• **WHAT IS ASKED**
(A) Answer these questions using the Thai salad recipe:
(i) How much fresh lime juice does the recipe call for?
(ii) Which ingredient is marked as optional?
(iii) What tools can be used to slice the carrots into thin ribbons?
(B) Carry on the Thai salad recipe from its last line.

Thai cuisine and the paleo style of eating are a match made in heaven! This tasty salad will please everyone and is easy to modify for AIP and other healing diets.
- 2 8 ounce New York strip steaks, boneless rib-eye steaks, or other steak cut (preferably grassfed beef)
- 1/4 cup fresh lime juice
- 1 tablespoon coconut aminos
- 1 teaspoon honey
- 1 tablespoon fish sauce
- OPTIONAL: 1/4 teaspoon red pepper flakes
- 1/2 teaspoon dried ginger
- 1/2 teaspoon granulated garlic
- 3 tablespoons avocado oil
- salt and fresh ground pepper
- 2 medium carrots, peeled and then sliced into thin ribbons with a julienne slicer or vegetable peeler
- 1 medium head romaine lettuce, cut into 1-inch ribbons (or other hearty lettuce)

• **EXTRACTED RECORDS**
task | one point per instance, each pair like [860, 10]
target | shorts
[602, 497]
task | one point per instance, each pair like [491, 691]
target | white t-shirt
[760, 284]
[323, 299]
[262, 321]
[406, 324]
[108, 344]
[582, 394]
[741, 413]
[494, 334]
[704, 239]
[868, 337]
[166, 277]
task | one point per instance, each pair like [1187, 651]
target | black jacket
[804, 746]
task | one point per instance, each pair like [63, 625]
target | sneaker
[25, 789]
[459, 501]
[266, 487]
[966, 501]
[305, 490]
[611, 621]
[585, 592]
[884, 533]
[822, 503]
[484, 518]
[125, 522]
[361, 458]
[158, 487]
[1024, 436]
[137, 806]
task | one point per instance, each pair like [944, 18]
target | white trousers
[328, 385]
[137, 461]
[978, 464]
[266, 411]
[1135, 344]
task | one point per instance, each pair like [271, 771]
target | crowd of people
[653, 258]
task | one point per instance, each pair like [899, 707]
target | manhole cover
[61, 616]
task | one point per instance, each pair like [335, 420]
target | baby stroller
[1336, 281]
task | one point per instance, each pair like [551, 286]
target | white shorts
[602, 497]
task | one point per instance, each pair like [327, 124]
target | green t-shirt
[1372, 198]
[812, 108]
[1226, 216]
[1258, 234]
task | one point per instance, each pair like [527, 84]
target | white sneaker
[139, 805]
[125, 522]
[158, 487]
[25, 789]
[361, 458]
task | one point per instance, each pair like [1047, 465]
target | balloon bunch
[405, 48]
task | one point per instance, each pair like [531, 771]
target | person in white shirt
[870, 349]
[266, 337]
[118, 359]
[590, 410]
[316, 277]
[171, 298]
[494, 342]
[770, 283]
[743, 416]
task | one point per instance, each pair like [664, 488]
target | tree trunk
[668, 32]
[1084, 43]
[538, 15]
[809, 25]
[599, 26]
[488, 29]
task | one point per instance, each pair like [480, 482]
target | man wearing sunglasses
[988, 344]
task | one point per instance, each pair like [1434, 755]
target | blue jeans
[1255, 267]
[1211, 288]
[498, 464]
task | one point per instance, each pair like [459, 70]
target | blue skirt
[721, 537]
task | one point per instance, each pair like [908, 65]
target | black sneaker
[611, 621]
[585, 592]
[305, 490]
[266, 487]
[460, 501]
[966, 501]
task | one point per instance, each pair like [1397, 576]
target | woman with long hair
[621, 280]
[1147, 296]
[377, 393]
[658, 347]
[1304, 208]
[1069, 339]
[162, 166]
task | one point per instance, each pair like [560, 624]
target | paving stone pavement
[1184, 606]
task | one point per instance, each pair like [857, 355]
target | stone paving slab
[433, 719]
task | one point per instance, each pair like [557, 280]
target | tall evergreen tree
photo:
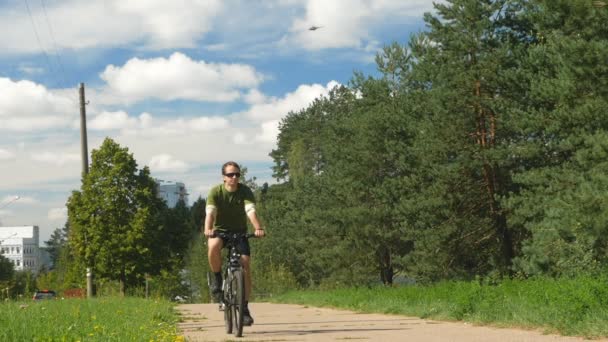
[562, 145]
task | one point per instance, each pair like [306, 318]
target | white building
[172, 192]
[20, 246]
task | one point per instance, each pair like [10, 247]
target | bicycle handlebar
[221, 234]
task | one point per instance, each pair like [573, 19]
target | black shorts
[242, 246]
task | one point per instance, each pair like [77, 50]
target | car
[44, 294]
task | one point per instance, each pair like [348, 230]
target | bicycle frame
[233, 286]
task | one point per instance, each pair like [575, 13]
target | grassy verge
[577, 307]
[99, 319]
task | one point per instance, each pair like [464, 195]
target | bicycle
[233, 286]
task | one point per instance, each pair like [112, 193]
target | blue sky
[185, 85]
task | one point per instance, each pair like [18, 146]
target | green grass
[99, 319]
[576, 307]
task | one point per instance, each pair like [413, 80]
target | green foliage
[107, 319]
[114, 220]
[479, 151]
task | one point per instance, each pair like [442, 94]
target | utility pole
[85, 170]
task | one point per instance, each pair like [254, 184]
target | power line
[46, 55]
[56, 50]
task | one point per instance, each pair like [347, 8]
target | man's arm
[253, 217]
[209, 220]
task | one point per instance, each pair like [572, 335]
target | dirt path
[282, 322]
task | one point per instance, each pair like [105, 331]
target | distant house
[20, 246]
[172, 192]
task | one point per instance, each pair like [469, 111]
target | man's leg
[214, 254]
[246, 262]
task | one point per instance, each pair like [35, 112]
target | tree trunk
[486, 139]
[122, 283]
[386, 266]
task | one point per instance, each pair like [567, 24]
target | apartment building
[20, 246]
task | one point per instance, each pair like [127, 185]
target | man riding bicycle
[228, 206]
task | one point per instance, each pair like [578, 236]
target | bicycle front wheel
[228, 300]
[238, 290]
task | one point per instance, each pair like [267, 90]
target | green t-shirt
[230, 214]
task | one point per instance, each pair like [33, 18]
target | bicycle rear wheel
[238, 305]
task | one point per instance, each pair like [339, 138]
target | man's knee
[214, 246]
[245, 261]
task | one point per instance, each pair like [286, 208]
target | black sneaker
[247, 319]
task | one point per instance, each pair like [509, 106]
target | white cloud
[270, 131]
[276, 108]
[152, 24]
[58, 159]
[167, 163]
[26, 106]
[179, 77]
[17, 199]
[112, 120]
[58, 214]
[6, 155]
[147, 125]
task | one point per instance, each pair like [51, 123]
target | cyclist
[228, 206]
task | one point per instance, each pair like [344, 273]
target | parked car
[44, 294]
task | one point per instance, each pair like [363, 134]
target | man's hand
[260, 233]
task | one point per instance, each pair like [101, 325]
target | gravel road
[283, 322]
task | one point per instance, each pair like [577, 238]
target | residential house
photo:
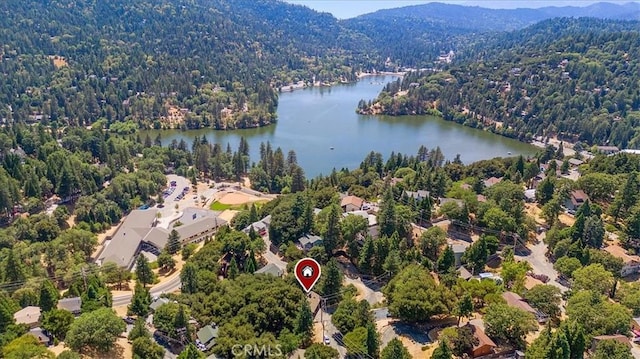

• **ANSWERS**
(A)
(i) 1/4 cup.
(ii) Red pepper flakes (1/4 teaspoon).
(iii) A julienne slicer or a vegetable peeler.

(B)
- 1/2 cup fresh mint leaves
- 1/4 cup fresh Thai basil leaves
- 1/2 cup fresh bean sprouts
- OPTIONAL: 1/4 cup chopped cashews
- Place steaks in a shallow dish for marinating. Whisk together lime juice, coconut aminos, honey, fish sauce, spices, and oil.
- Season the steaks with salt and pepper and then pour about one quarter of the marinade over the steaks and turn to coat (reserving the remaining marinade). Allow steaks to marinate for 1-4 hours in refrigerator.
- Remove steaks from refrigerator 30 minutes before cooking.
- Heat a large skillet over medium-high heat and sear the steaks for 2-3 minutes on each side for medium rare (cook longer if you desire a greater degree of doneness).
- Transfer steaks to a cutting board and let rest for about 5 minutes, then slice the steaks into 1/4 inch thick slices.
- Toss steaks with the reserved marinade.
- Assemble salads by putting lettuce and carrots in four individual bowls, arranging the steak slices with marinade over top, and then garnishing with the herbs, bean sprouts, and optional cashews.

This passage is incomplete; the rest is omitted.